_GIVEN PROBLEM A:_
Answer these questions about the GCC patch discussion:
(i) On what target was the patch bootstrapped and regtested?
(ii) How many problems are listed with calling maybe_constant_value for the whole TARGET_EXPR in cp_fold?
(iii) Which two tree-ssa tests regressed with this patch?
_GIVEN PROBLEM B:_
Can you quote the GCC patch discussion word for word, beginning at the words "- getting a" and stopping after "only if TARGET_EXPR_IMPLICIT_P?"?

-- Start GIVEN PASSAGE --

On 9/20/24 12:18 AM, Marek Polacek wrote:
Bootstrapped/regtested on x86_64-pc-linux-gnu, ok for trunk?
-- >8 --
This PR reports a missed optimization. When we have:
Str str{"Test"};
callback(str);
as in the test, we're able to evaluate the Str::Str() call at compile
time. But when we have:
callback(Str{"Test"});
we are not. With this patch (in fact, it's Patrick's patch with a little
tweak), we turn
callback (TARGET_EXPR <D.2890, <<< Unknown tree: aggr_init_expr
5
__ct_comp
D.2890
(struct Str *) <<< Unknown tree: void_cst >>>
(const char *) "Test" >>>>)
into
callback (TARGET_EXPR <D.2890, {.str=(const char *) "Test", .length=4}>)
I explored the idea of calling maybe_constant_value for the whole
TARGET_EXPR in cp_fold. That has three problems:
- we can't always elide a TARGET_EXPR, so we'd have to make sure the
result is also a TARGET_EXPR;
I'd think that the result should always be a TARGET_EXPR for a class,
and that's the case we want to fold; a TARGET_EXPR for a scalar is
always the initialize-temp-and-use-it pattern you mention below.
- the resulting TARGET_EXPR must have the same flags, otherwise Bad
Things happen;
I guess maybe_constant_value should be fixed to preserve flags
regardless of this change.
- getting a new slot is also problematic. I've seen a test where we
had "TARGET_EXPR<D.2680, ...>, D.2680", and folding the whole TARGET_EXPR
would get us "TARGET_EXPR<D.2681, ...>", but since we don't see the outer
D.2680, we can't replace it with D.2681, and things break.
Hmm, yeah. Maybe only if TARGET_EXPR_IMPLICIT_P?
With this patch, two tree-ssa tests regressed: pr78687.C and pr90883.C.

-- End GIVEN PASSAGE --
-- Start SUPPLIED RECORDS --

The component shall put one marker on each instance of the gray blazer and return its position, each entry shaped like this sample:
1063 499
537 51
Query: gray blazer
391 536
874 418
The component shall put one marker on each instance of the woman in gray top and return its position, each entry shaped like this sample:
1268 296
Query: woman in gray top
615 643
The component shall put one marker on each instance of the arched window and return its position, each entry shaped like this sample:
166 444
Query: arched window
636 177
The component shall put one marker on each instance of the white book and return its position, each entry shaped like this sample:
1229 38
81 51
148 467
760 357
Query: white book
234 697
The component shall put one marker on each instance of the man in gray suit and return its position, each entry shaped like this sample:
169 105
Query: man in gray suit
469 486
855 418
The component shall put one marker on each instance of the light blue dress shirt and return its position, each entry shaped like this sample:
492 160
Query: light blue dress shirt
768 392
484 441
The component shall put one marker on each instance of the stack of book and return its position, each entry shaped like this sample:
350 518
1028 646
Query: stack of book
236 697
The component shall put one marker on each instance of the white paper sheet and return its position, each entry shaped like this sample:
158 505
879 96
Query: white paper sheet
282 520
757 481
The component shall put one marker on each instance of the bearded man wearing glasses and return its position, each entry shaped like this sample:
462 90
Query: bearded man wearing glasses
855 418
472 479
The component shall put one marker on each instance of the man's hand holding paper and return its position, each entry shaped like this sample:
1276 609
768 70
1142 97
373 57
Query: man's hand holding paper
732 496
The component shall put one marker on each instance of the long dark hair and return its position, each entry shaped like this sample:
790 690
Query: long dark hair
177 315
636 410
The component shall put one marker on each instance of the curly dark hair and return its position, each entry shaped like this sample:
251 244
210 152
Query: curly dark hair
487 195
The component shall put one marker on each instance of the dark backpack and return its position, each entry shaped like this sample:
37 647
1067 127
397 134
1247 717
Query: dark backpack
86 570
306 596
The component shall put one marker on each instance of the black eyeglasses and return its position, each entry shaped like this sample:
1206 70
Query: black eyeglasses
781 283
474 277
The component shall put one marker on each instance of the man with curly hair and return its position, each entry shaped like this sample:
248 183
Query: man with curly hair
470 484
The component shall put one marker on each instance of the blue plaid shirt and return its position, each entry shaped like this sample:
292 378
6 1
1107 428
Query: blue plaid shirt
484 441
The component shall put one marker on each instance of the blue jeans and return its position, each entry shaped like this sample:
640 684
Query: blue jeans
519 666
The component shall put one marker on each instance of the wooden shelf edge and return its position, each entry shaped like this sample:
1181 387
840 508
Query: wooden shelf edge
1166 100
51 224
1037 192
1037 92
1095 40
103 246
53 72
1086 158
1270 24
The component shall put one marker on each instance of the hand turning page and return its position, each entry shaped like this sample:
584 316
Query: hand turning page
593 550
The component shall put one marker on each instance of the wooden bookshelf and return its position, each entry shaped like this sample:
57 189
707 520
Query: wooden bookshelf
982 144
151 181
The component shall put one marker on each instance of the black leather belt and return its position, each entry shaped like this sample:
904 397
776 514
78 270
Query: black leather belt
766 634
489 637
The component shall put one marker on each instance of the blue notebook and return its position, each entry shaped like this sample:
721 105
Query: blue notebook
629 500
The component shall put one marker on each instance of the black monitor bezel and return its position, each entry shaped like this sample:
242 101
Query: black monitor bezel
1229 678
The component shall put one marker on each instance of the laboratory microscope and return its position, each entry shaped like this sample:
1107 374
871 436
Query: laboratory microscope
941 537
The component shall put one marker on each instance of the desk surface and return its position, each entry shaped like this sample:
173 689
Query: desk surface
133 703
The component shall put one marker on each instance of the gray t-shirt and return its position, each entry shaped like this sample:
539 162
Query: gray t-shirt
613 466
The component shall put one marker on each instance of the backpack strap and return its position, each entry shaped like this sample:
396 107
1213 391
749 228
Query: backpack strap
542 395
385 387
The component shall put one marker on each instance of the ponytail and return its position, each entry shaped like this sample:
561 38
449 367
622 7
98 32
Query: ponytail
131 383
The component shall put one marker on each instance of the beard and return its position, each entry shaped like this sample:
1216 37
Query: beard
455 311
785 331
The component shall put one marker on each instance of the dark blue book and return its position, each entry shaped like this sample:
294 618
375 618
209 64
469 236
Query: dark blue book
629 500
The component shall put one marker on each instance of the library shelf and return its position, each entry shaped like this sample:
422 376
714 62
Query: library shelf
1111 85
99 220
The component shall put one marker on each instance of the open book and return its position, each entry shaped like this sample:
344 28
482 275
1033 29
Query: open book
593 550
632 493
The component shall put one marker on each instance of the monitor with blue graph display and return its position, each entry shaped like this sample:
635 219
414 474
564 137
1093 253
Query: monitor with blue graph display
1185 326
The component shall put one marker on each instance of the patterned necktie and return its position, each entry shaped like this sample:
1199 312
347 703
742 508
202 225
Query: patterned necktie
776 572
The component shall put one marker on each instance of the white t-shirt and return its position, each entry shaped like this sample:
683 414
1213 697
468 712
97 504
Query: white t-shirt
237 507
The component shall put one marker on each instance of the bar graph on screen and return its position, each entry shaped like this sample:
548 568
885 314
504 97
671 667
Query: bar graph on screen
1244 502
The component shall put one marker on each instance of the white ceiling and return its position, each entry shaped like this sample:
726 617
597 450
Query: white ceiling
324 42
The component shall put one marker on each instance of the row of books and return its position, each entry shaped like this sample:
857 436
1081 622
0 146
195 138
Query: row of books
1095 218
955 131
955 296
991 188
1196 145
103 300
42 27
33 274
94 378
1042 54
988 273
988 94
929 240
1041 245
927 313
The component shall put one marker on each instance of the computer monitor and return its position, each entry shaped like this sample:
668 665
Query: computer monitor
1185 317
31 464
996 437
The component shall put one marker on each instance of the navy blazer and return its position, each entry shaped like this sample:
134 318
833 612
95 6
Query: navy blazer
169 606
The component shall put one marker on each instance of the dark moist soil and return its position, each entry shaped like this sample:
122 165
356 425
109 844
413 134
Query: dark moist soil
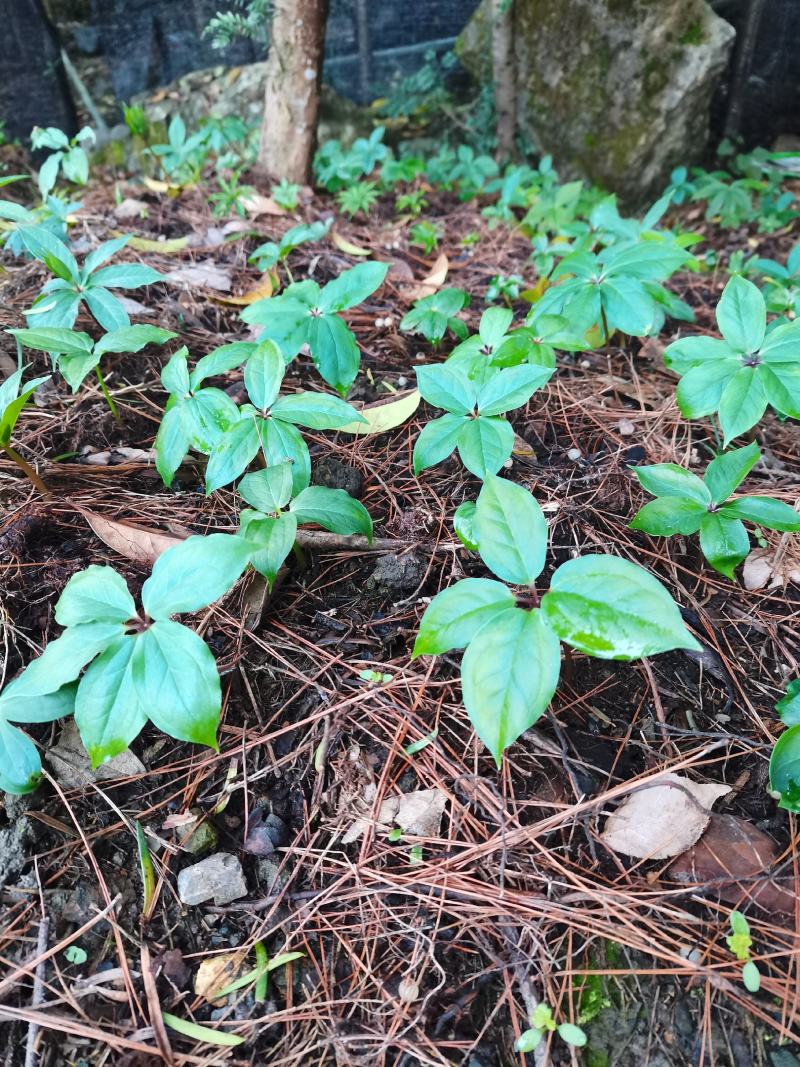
418 951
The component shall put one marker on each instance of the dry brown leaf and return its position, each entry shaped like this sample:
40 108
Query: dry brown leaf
431 282
134 542
257 204
418 813
763 568
733 859
660 821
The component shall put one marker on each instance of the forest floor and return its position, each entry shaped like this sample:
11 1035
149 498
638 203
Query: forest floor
430 955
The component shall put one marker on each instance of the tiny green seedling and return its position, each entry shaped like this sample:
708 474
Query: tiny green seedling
61 299
269 423
753 366
740 942
306 315
474 423
541 1023
601 605
271 528
139 666
433 316
686 504
13 399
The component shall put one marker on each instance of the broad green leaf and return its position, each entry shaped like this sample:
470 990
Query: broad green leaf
511 531
179 682
20 767
334 351
233 452
511 387
724 542
784 769
352 286
463 522
270 540
193 574
132 338
106 308
110 706
282 443
172 443
268 490
334 509
45 707
436 441
509 674
742 402
64 657
456 615
741 315
318 411
448 387
765 511
95 594
726 472
613 609
669 479
700 391
264 372
484 444
54 339
668 515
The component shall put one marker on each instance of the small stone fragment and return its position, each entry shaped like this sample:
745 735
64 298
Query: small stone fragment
220 878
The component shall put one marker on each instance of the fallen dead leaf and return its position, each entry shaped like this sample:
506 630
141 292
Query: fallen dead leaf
764 568
660 821
418 813
206 274
431 282
733 859
133 542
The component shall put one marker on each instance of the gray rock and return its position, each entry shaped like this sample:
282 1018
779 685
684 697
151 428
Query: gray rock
621 98
220 878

-- End SUPPLIED RECORDS --

_CORRECT OUTPUT A:_
(i) x86_64-pc-linux-gnu
(ii) Three
(iii) pr78687.C and pr90883.C

_CORRECT OUTPUT B:_
- getting a new slot is also problematic. I've seen a test where we
had "TARGET_EXPR<D.2680, ...>, D.2680", and folding the whole TARGET_EXPR
would get us "TARGET_EXPR<D.2681, ...>", but since we don't see the outer
D.2680, we can't replace it with D.2681, and things break.
Hmm, yeah. Maybe only if TARGET_EXPR_IMPLICIT_P?